■ STUDY MATERIAL ■

%%

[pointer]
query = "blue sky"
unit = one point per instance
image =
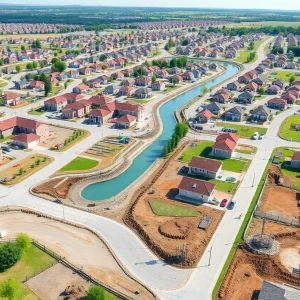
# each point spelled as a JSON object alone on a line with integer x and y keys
{"x": 272, "y": 4}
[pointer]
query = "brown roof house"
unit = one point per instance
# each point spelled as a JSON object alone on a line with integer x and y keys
{"x": 195, "y": 191}
{"x": 225, "y": 145}
{"x": 295, "y": 161}
{"x": 208, "y": 168}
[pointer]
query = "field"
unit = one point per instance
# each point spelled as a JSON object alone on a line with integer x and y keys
{"x": 80, "y": 164}
{"x": 161, "y": 208}
{"x": 285, "y": 131}
{"x": 24, "y": 168}
{"x": 33, "y": 260}
{"x": 285, "y": 75}
{"x": 244, "y": 131}
{"x": 203, "y": 149}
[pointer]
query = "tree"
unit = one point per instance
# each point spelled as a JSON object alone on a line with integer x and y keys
{"x": 23, "y": 241}
{"x": 9, "y": 288}
{"x": 9, "y": 255}
{"x": 261, "y": 91}
{"x": 18, "y": 68}
{"x": 96, "y": 293}
{"x": 29, "y": 66}
{"x": 292, "y": 79}
{"x": 34, "y": 65}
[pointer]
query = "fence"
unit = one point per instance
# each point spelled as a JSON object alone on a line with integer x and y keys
{"x": 69, "y": 265}
{"x": 277, "y": 219}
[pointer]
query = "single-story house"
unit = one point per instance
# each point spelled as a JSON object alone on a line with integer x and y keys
{"x": 225, "y": 145}
{"x": 295, "y": 161}
{"x": 195, "y": 191}
{"x": 26, "y": 141}
{"x": 208, "y": 168}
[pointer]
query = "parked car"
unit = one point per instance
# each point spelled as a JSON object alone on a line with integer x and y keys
{"x": 223, "y": 203}
{"x": 231, "y": 205}
{"x": 255, "y": 136}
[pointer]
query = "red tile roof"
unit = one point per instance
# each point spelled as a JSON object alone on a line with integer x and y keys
{"x": 205, "y": 164}
{"x": 197, "y": 186}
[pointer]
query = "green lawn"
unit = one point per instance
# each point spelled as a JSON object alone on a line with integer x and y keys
{"x": 285, "y": 75}
{"x": 33, "y": 260}
{"x": 244, "y": 131}
{"x": 37, "y": 111}
{"x": 161, "y": 208}
{"x": 80, "y": 164}
{"x": 204, "y": 148}
{"x": 286, "y": 133}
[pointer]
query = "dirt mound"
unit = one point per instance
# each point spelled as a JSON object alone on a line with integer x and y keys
{"x": 74, "y": 292}
{"x": 176, "y": 229}
{"x": 275, "y": 176}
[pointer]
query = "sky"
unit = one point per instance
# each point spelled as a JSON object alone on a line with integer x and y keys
{"x": 261, "y": 4}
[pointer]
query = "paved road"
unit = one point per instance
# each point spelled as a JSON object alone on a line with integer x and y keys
{"x": 166, "y": 281}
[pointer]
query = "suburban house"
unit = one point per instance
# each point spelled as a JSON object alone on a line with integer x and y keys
{"x": 246, "y": 97}
{"x": 26, "y": 141}
{"x": 295, "y": 161}
{"x": 80, "y": 88}
{"x": 234, "y": 114}
{"x": 195, "y": 191}
{"x": 204, "y": 116}
{"x": 234, "y": 86}
{"x": 125, "y": 121}
{"x": 277, "y": 103}
{"x": 261, "y": 113}
{"x": 225, "y": 145}
{"x": 214, "y": 108}
{"x": 18, "y": 125}
{"x": 158, "y": 86}
{"x": 10, "y": 99}
{"x": 208, "y": 168}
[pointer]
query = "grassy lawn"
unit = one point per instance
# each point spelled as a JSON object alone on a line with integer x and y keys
{"x": 37, "y": 111}
{"x": 3, "y": 83}
{"x": 80, "y": 164}
{"x": 285, "y": 75}
{"x": 161, "y": 208}
{"x": 244, "y": 131}
{"x": 204, "y": 148}
{"x": 24, "y": 168}
{"x": 32, "y": 261}
{"x": 286, "y": 133}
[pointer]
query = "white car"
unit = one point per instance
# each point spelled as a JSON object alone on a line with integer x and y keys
{"x": 255, "y": 136}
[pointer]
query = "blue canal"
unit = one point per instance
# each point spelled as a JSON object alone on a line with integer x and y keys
{"x": 107, "y": 189}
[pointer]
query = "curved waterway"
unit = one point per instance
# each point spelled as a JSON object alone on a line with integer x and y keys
{"x": 107, "y": 189}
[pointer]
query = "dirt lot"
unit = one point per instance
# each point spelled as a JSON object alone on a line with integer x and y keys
{"x": 153, "y": 229}
{"x": 280, "y": 201}
{"x": 67, "y": 240}
{"x": 57, "y": 136}
{"x": 57, "y": 282}
{"x": 248, "y": 271}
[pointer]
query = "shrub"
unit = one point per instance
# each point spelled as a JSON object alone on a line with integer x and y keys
{"x": 23, "y": 241}
{"x": 9, "y": 255}
{"x": 9, "y": 288}
{"x": 96, "y": 293}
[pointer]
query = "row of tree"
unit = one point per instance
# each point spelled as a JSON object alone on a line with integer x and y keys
{"x": 180, "y": 132}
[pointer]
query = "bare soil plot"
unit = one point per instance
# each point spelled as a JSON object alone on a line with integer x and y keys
{"x": 79, "y": 246}
{"x": 248, "y": 271}
{"x": 57, "y": 136}
{"x": 280, "y": 201}
{"x": 164, "y": 234}
{"x": 52, "y": 283}
{"x": 24, "y": 168}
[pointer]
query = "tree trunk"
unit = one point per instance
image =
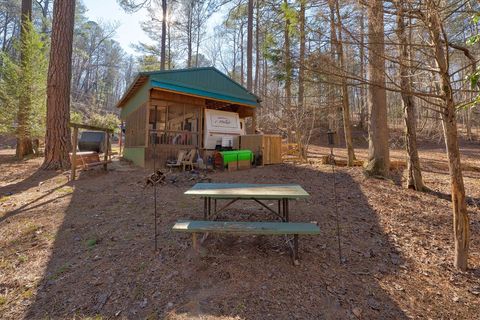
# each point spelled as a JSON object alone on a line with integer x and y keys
{"x": 288, "y": 74}
{"x": 301, "y": 58}
{"x": 363, "y": 104}
{"x": 378, "y": 151}
{"x": 257, "y": 46}
{"x": 250, "y": 46}
{"x": 347, "y": 126}
{"x": 461, "y": 224}
{"x": 57, "y": 139}
{"x": 24, "y": 139}
{"x": 414, "y": 173}
{"x": 164, "y": 35}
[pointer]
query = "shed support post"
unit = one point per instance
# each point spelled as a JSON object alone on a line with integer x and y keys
{"x": 74, "y": 153}
{"x": 105, "y": 151}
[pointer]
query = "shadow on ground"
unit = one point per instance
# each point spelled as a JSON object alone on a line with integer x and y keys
{"x": 103, "y": 261}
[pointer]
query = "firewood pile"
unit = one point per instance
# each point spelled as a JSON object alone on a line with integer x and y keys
{"x": 161, "y": 178}
{"x": 155, "y": 178}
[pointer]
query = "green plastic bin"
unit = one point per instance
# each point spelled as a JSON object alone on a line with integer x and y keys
{"x": 235, "y": 155}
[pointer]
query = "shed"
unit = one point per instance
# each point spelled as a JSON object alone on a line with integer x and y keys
{"x": 181, "y": 98}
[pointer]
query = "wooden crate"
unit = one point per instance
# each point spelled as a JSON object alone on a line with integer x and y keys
{"x": 83, "y": 159}
{"x": 239, "y": 165}
{"x": 269, "y": 146}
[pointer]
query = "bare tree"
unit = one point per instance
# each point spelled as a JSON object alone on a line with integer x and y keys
{"x": 378, "y": 149}
{"x": 414, "y": 173}
{"x": 24, "y": 140}
{"x": 57, "y": 139}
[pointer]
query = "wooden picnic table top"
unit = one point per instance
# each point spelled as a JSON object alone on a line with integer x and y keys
{"x": 248, "y": 191}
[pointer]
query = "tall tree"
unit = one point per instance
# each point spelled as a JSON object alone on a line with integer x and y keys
{"x": 250, "y": 45}
{"x": 414, "y": 173}
{"x": 57, "y": 139}
{"x": 461, "y": 223}
{"x": 378, "y": 150}
{"x": 24, "y": 139}
{"x": 164, "y": 35}
{"x": 135, "y": 5}
{"x": 347, "y": 126}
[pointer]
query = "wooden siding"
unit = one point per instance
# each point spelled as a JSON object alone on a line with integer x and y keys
{"x": 164, "y": 152}
{"x": 136, "y": 127}
{"x": 270, "y": 146}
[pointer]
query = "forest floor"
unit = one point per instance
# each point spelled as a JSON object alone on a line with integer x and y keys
{"x": 84, "y": 249}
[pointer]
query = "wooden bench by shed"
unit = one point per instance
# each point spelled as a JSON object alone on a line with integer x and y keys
{"x": 249, "y": 228}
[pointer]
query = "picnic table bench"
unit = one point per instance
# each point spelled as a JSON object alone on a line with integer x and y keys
{"x": 246, "y": 228}
{"x": 247, "y": 191}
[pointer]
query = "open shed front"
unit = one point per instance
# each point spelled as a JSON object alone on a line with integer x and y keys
{"x": 179, "y": 121}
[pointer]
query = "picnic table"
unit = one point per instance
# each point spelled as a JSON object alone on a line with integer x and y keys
{"x": 247, "y": 191}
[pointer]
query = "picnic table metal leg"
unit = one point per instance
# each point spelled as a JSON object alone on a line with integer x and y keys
{"x": 287, "y": 211}
{"x": 205, "y": 208}
{"x": 295, "y": 249}
{"x": 194, "y": 241}
{"x": 280, "y": 209}
{"x": 209, "y": 207}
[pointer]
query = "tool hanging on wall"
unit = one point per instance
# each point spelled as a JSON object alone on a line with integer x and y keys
{"x": 331, "y": 143}
{"x": 154, "y": 139}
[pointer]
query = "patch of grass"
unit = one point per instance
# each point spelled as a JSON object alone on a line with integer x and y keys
{"x": 27, "y": 294}
{"x": 31, "y": 228}
{"x": 240, "y": 307}
{"x": 22, "y": 258}
{"x": 184, "y": 205}
{"x": 65, "y": 190}
{"x": 63, "y": 269}
{"x": 91, "y": 243}
{"x": 142, "y": 266}
{"x": 5, "y": 264}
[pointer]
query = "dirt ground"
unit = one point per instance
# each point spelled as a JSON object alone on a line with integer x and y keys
{"x": 84, "y": 249}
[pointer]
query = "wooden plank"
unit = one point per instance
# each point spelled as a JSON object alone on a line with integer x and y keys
{"x": 74, "y": 153}
{"x": 247, "y": 191}
{"x": 87, "y": 127}
{"x": 270, "y": 147}
{"x": 105, "y": 155}
{"x": 262, "y": 228}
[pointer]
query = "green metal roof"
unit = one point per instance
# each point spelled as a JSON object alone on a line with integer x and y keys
{"x": 207, "y": 82}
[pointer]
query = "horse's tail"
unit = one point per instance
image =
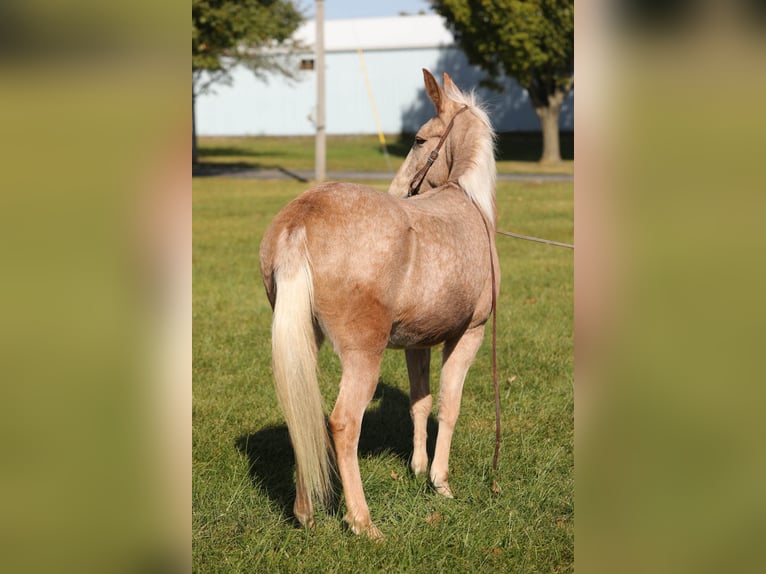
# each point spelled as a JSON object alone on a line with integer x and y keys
{"x": 294, "y": 356}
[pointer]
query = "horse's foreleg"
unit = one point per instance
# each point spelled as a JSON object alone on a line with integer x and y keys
{"x": 357, "y": 386}
{"x": 418, "y": 368}
{"x": 457, "y": 357}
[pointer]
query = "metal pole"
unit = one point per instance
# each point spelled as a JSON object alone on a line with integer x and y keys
{"x": 321, "y": 147}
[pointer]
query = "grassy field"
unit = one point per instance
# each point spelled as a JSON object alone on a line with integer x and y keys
{"x": 516, "y": 152}
{"x": 242, "y": 460}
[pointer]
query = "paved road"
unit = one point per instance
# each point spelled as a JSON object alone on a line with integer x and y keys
{"x": 240, "y": 172}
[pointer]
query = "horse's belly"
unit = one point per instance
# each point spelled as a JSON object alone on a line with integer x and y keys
{"x": 426, "y": 333}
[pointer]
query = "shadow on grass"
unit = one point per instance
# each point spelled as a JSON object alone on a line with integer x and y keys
{"x": 232, "y": 151}
{"x": 214, "y": 169}
{"x": 386, "y": 428}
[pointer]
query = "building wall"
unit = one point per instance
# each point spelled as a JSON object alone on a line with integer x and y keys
{"x": 283, "y": 107}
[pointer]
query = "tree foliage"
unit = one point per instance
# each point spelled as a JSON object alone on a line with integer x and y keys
{"x": 227, "y": 33}
{"x": 529, "y": 40}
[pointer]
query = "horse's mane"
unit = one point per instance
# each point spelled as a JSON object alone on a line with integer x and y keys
{"x": 478, "y": 181}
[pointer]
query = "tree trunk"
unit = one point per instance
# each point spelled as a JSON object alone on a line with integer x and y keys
{"x": 194, "y": 130}
{"x": 549, "y": 122}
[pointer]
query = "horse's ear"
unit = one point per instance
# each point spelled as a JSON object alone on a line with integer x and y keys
{"x": 449, "y": 85}
{"x": 435, "y": 93}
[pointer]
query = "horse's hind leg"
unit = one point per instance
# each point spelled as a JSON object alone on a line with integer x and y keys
{"x": 303, "y": 509}
{"x": 357, "y": 386}
{"x": 457, "y": 357}
{"x": 418, "y": 367}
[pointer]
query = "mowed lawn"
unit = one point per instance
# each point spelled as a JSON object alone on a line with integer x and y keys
{"x": 242, "y": 460}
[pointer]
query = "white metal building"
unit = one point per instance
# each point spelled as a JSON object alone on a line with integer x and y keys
{"x": 393, "y": 51}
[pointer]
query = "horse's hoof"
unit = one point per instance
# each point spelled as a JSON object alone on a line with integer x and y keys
{"x": 306, "y": 521}
{"x": 369, "y": 529}
{"x": 419, "y": 466}
{"x": 444, "y": 489}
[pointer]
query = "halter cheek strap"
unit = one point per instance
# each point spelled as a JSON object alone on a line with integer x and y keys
{"x": 417, "y": 179}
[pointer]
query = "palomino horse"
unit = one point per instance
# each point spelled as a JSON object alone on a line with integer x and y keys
{"x": 409, "y": 270}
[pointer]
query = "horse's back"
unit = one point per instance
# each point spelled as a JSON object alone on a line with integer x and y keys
{"x": 353, "y": 237}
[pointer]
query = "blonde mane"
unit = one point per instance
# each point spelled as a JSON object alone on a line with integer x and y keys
{"x": 478, "y": 181}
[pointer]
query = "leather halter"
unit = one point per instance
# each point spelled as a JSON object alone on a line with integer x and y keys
{"x": 417, "y": 179}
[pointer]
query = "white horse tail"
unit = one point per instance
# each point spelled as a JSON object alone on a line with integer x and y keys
{"x": 294, "y": 356}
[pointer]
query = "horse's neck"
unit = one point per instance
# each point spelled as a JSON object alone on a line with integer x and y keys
{"x": 473, "y": 167}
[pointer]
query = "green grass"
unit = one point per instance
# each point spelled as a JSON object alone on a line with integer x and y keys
{"x": 516, "y": 152}
{"x": 242, "y": 461}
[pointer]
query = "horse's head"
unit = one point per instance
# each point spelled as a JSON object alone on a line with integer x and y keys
{"x": 465, "y": 146}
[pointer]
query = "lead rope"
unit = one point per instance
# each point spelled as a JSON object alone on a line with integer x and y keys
{"x": 420, "y": 175}
{"x": 494, "y": 355}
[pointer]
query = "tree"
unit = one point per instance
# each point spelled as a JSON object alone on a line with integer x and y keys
{"x": 529, "y": 40}
{"x": 229, "y": 33}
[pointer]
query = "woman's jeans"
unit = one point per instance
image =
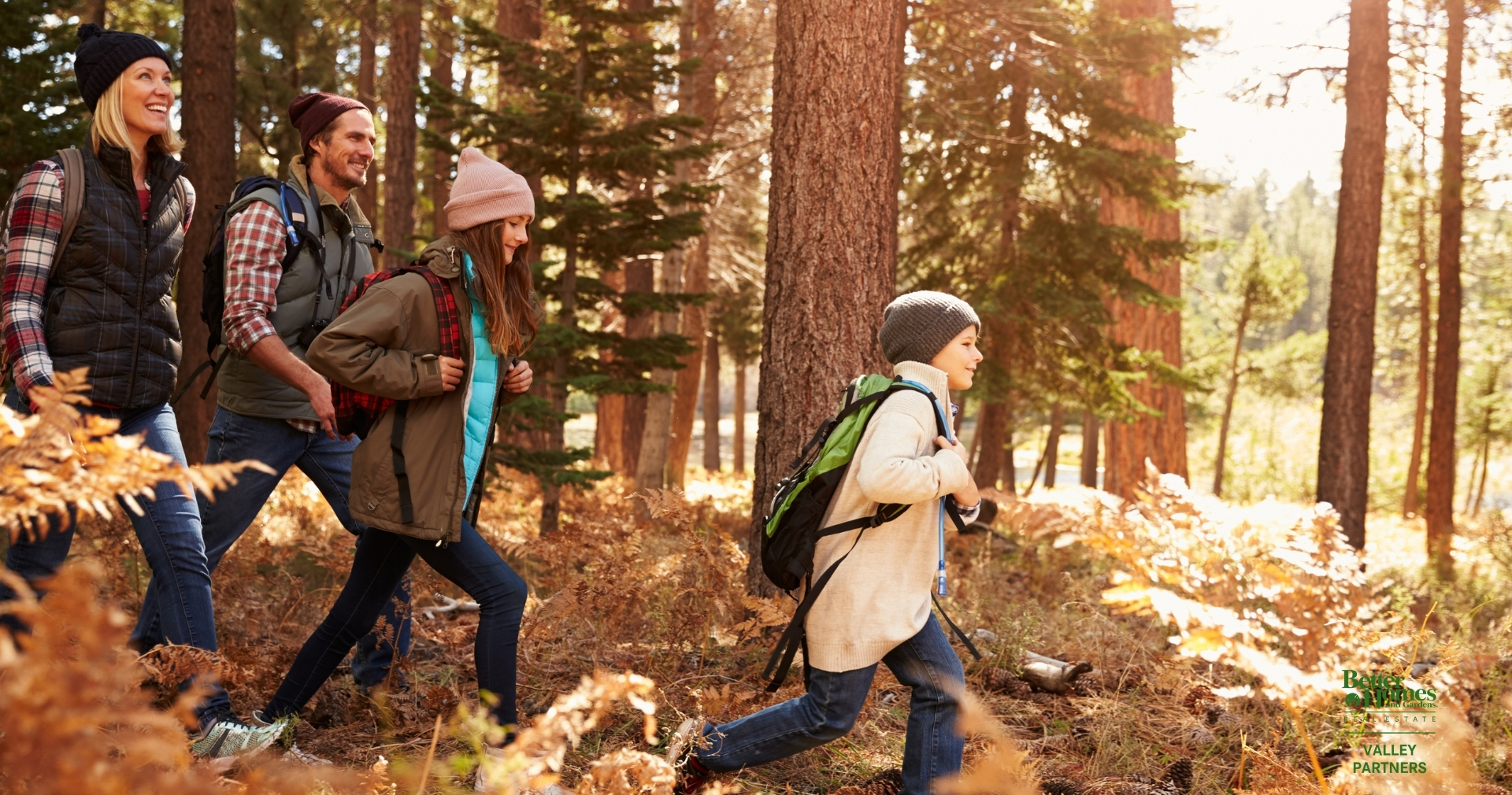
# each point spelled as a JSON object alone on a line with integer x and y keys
{"x": 328, "y": 464}
{"x": 933, "y": 749}
{"x": 380, "y": 564}
{"x": 169, "y": 532}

%%

■ ASSIGNMENT ■
Determine the number of lines in the entries that contain "shadow", then write that number alone.

■ ANSWER TO THIS TASK ■
2